**What the exercise asks**
The answer must be the full listing, reproduced without any change.

**Provided entries**
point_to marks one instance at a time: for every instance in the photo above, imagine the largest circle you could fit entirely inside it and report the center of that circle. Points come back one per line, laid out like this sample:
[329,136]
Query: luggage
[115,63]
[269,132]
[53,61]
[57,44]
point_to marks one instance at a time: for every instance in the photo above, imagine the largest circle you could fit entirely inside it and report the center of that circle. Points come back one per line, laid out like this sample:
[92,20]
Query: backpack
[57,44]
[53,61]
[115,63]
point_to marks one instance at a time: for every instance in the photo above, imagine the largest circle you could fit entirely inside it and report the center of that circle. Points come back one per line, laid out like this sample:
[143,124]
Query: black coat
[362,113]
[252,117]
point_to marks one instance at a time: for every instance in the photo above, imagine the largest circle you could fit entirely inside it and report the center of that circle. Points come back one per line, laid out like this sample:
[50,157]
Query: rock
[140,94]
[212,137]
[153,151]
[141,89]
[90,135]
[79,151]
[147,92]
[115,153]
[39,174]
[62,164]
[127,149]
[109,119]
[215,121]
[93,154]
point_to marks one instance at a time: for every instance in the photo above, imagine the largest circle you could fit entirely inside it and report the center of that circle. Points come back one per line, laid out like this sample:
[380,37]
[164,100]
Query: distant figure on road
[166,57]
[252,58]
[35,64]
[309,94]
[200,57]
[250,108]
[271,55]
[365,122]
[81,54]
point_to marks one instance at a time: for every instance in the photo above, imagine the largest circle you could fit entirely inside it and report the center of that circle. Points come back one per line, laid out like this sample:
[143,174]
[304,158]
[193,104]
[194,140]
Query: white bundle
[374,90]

**Reply to the task**
point_to marks one instance at a time: for every instance in the photo above, imagine the largest circle you could fit entirely inside it and report the center of that circle. Points come back one per line, laid out like this sample:
[329,136]
Query: luggage
[115,63]
[269,132]
[53,61]
[57,44]
point_to marks one instance at a time: for every instance in the photo above, imagine the largest circle you could fit entirely inside it and report the center of that circle. Points come back one per line, laid out like this sample:
[92,20]
Query: backpack
[57,44]
[53,61]
[115,63]
point_to marks one instance at a time: for every instance in the photo above, imagine the largest circle you could fit entirely inside it and report the center of that circle. Points come back one per line, laid out like this sample:
[143,124]
Query: black coat
[362,113]
[252,117]
point_to marks one instance at a time: for every instance in the photo above, imagine the largest circle you could fit entirely inside it and report the center of that circle. Points come back one per line, laid out like this sample:
[50,157]
Query: rock
[140,94]
[212,137]
[153,151]
[141,89]
[90,135]
[79,151]
[147,92]
[115,153]
[39,174]
[62,164]
[127,149]
[109,119]
[215,121]
[93,154]
point_to marks one instance at a time: for every instance in the photo above, imagine the largest circle you could fit entirely inside it and report the center of that circle. Points come back one per line, laid out like this sample:
[380,37]
[164,100]
Query: distant figure on road
[166,57]
[252,58]
[35,64]
[309,94]
[200,57]
[250,108]
[271,55]
[365,122]
[81,54]
point_to marks one instance at a time: for every instance in the photo above, imagine the largest circle you could fit entirely inside it and report the center of that circle. Points come back one per line, laid out like this sample:
[143,174]
[304,158]
[193,104]
[194,140]
Query: white bundle
[374,90]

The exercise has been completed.